→ **DIRECTIVE**
Collect every line of the material below that contains the string "photo". Treat uppercase and lowercase letters as different.

(Excerpts from a location annotation dataset)
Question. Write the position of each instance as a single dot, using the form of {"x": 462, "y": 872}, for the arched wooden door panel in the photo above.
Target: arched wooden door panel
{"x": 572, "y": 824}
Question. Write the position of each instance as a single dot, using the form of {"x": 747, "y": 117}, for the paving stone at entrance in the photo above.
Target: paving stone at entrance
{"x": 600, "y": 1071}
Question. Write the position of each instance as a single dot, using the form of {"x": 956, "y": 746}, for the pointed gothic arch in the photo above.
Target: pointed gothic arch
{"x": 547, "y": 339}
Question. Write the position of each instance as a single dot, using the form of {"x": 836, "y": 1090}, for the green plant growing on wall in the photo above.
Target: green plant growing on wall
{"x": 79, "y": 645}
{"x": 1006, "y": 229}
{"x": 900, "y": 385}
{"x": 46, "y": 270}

--

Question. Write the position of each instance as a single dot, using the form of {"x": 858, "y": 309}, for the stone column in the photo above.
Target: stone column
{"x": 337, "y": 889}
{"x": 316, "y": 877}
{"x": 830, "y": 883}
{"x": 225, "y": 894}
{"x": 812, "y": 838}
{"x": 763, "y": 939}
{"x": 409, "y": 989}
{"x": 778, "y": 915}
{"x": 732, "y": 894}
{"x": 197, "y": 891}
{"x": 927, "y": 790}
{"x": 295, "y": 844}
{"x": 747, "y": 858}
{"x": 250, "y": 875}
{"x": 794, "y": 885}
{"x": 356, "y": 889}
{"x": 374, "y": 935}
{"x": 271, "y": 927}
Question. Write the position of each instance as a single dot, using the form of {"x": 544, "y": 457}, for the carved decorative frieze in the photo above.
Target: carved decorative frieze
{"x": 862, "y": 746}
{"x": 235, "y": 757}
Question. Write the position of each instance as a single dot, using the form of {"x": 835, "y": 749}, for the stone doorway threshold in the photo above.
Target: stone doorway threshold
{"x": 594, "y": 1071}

→ **REPLY TO THE TASK**
Question. Write the position of each instance as a single dot, using the form of {"x": 462, "y": 872}, for the arched wooden door panel in the photo above.
Question. Write the position of each instance as a single dot, using the form of {"x": 747, "y": 117}, for the paving stone at entrance in the photo above.
Question. Write the position of each instance as a single dot, using the form of {"x": 956, "y": 746}, for the pointed gothic arch in the photo above.
Question. Write the position of each instance as a single dot, using the form of {"x": 836, "y": 1090}, for the green plant growing on wall in the photo above.
Question. Write the position of each instance as a single dot, using the form of {"x": 858, "y": 309}, for the stone column in the photo above.
Question. Write the position of each instance as a single dot, using the form of {"x": 544, "y": 457}, for the carved decorative frieze in the photo above.
Question. Write the position of each instance as a single dot, using the form of {"x": 835, "y": 749}, for the stone doorway threshold in the photo above.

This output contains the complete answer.